--- Actions to take ---
a. In the passage on selling through dealers versus selling direct, how long has the business survived?
b. Carry on the passage about selling through dealers versus selling direct, starting right after its final sentence.

--- Passage provided ---
#####
There are modest number of dealers that could possibly move the product - but of course they cost money and want to prevent me from selling direct or at least prevent me from offering any discounts. This is fine, if they were able to commit to buying in a volume that can keep my wheels turning - but they all want to start with a couple of units and 'see how they do'. In the mean-time, they expect me to sit on my hands and protect their pricing.

I am not a salesman, shipping and back office operations are painful. With that said, we have a book of business and have survived for a decade, but clearly with a ceiling on sales. On one hand, dealers seem like a good idea in that they deal with customers, shipping, etc and in theory can sell more than we ever could. On the other hand, they always want to put a lot of restrictions on our direct sales before they have sold anything at all. It is hard/impossible to do direct sales and dealers at the same time (so it seems).
#####
--- Record list ---
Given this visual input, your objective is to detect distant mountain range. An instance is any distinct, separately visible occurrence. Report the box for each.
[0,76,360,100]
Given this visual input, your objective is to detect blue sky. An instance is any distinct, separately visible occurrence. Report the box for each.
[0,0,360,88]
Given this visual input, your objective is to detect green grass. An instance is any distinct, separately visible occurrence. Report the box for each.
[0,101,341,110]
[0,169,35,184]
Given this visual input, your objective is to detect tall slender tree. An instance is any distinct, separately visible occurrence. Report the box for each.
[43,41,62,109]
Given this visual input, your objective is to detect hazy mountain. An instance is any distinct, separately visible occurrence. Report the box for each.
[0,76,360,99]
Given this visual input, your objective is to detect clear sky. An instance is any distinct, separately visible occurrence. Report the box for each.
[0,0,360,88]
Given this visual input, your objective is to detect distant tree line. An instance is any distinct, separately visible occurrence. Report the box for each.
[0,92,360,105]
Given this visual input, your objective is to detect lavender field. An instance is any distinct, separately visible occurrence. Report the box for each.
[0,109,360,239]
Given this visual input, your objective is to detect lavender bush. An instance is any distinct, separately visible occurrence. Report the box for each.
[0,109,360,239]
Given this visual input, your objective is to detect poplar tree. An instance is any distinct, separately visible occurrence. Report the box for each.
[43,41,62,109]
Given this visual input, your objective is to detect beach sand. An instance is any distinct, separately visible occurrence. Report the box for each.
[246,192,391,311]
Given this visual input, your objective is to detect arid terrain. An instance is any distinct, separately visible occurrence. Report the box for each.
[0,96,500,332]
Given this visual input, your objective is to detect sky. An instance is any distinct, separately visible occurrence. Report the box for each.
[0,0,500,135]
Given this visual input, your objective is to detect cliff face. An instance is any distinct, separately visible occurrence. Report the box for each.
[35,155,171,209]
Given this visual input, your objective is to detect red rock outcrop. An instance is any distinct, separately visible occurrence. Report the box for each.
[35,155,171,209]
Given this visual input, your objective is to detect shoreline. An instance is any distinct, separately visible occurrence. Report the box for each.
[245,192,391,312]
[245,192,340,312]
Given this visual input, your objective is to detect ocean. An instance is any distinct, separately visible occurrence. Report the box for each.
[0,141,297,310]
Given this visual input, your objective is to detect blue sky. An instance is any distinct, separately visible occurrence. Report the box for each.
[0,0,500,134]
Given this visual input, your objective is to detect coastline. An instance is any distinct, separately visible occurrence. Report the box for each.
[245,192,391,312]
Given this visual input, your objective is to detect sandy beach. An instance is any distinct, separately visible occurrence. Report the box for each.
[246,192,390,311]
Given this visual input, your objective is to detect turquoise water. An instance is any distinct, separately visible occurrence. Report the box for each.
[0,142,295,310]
#####
--- Exercise results ---
a. A decade.

b.
Are there any other low-volume specialty manufactures on the forum that deal with this kind of thing? I would also add, that when I am shopping for various commercial products - I generally dislike the people in the distribution/dealer chain since they rarely know what they are talking about. I end up talking direct to the manufacture to get useful information about the product. The dealer ends up being an order taker and keeps 25+% almost every time. As a customer, I know that the useless dealer is the reason I am over-paying by 25% even though the manufacture did all the work. In many markets, there is a distributor, a rep, and a dealer that all get a piece which can end up being 50% of the total customer cost or more - but that is more for higher volume I think.

Stick with direct sales and accept the challenges that entails - or try to develop a dealer relationship that could potentially allow us to grow (in both volume and profit hopefully)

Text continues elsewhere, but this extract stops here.